:: Information shown

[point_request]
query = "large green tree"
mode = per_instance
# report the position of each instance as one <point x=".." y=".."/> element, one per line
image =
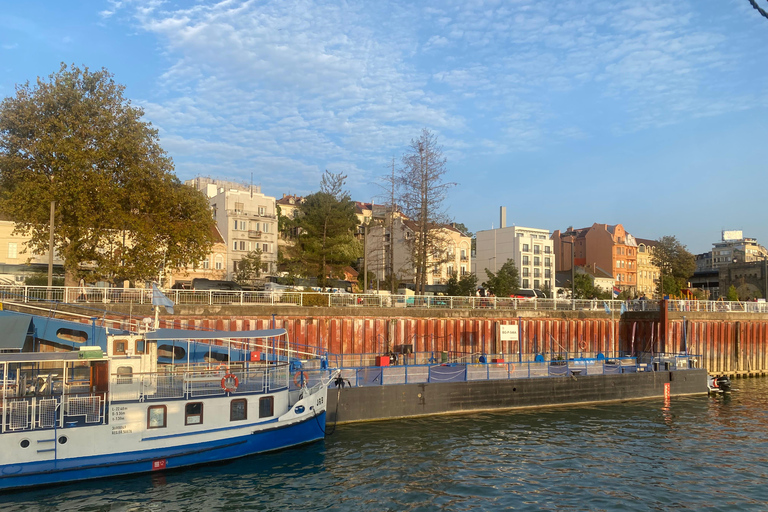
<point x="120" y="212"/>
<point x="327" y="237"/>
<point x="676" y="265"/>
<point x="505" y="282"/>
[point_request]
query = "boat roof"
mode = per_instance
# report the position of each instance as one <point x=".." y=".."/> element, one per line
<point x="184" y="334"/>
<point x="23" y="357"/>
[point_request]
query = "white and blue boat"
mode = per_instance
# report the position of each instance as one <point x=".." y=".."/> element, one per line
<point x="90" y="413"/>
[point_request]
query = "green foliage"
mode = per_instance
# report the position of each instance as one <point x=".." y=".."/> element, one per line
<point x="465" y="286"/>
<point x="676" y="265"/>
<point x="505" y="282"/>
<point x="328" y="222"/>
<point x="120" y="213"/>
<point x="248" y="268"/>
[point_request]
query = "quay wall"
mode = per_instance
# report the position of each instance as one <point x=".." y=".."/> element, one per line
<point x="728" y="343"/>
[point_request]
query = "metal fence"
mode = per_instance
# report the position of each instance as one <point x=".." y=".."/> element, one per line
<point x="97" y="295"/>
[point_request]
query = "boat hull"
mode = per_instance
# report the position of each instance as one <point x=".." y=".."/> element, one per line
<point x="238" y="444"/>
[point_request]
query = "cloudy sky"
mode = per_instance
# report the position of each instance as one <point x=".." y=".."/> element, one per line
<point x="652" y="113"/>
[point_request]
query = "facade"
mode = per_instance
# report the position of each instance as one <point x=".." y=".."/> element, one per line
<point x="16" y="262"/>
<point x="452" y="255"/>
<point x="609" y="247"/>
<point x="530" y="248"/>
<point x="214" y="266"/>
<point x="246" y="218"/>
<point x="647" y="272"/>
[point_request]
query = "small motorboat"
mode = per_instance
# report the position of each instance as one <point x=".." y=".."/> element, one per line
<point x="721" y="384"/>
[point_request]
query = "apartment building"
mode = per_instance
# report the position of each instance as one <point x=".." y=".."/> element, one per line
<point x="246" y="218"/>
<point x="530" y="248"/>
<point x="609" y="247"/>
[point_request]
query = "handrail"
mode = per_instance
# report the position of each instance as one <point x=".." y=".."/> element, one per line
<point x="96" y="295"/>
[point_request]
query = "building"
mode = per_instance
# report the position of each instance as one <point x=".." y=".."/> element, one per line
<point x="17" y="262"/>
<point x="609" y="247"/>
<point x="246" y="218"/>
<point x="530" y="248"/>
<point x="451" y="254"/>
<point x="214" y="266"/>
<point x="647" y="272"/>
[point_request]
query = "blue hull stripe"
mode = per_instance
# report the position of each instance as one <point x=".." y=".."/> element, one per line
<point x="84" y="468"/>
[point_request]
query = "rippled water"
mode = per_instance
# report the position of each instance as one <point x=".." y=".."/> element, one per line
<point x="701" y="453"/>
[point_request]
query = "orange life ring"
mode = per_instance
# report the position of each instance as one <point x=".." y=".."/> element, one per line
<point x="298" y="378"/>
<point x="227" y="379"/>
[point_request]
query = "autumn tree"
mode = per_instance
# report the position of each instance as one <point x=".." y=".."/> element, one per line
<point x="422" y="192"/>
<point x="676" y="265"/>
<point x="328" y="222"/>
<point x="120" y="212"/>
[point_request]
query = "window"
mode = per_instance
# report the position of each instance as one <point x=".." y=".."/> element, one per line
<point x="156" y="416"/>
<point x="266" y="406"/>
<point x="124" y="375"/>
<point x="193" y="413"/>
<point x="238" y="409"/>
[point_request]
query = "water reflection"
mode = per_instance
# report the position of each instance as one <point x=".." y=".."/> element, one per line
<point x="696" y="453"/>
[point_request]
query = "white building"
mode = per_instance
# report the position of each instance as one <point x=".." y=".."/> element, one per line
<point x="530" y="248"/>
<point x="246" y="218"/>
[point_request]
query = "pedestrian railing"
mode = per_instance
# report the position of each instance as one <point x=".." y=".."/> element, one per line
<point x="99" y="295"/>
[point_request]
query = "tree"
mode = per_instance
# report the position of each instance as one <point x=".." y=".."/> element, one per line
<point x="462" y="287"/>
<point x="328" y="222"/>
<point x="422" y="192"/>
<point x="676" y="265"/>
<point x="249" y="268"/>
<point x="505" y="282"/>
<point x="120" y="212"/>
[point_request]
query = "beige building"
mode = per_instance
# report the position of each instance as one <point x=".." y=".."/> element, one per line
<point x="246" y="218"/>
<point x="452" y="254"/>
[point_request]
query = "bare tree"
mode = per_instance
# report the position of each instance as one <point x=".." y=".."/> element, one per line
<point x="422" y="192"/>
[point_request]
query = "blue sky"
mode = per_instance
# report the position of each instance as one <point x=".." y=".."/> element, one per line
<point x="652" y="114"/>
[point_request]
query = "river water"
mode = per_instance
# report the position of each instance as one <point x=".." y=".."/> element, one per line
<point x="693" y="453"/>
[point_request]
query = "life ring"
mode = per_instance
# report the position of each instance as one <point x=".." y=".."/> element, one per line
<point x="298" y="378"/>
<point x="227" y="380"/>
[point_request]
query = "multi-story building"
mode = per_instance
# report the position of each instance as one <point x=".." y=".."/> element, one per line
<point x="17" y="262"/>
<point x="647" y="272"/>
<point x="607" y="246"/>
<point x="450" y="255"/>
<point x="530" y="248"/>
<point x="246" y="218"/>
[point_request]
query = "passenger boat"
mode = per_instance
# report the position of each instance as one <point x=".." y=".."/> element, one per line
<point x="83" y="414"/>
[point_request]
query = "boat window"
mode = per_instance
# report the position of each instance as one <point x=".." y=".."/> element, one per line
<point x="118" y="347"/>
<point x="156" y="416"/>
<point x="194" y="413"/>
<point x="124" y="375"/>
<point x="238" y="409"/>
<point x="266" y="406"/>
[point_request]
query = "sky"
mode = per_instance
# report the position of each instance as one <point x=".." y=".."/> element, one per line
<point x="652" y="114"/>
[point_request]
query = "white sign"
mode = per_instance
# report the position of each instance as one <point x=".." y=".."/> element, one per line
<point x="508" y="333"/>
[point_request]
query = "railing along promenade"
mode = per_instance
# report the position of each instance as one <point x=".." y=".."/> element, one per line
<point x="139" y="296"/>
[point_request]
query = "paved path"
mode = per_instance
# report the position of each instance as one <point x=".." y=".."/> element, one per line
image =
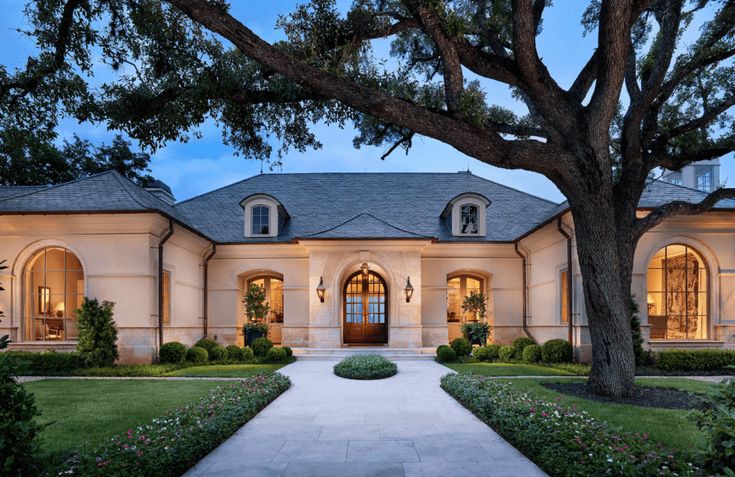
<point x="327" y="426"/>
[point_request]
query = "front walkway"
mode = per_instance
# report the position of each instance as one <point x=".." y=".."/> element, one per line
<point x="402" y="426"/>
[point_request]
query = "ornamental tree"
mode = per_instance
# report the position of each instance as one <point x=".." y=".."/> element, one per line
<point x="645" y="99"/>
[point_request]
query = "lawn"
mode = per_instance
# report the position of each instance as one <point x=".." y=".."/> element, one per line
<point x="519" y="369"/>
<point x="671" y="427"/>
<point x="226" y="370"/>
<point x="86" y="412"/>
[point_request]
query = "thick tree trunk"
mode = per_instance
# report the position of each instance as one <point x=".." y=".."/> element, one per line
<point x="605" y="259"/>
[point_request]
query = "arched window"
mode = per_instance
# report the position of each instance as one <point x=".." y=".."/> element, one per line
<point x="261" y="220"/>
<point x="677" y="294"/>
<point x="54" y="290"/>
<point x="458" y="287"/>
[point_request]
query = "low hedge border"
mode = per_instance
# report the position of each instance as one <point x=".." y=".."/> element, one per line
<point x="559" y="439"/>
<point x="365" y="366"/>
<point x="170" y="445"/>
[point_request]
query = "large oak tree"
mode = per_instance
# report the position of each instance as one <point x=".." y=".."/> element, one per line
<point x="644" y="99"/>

::::

• _The task_
Your task is to return each line of the data above that contains the string "tree".

• _Result_
query = "large green tree"
query = "autumn tree"
query = "tree"
query = "bare tree"
query = "ornamental tree"
query = "thick tree trunk"
query = "large oak tree"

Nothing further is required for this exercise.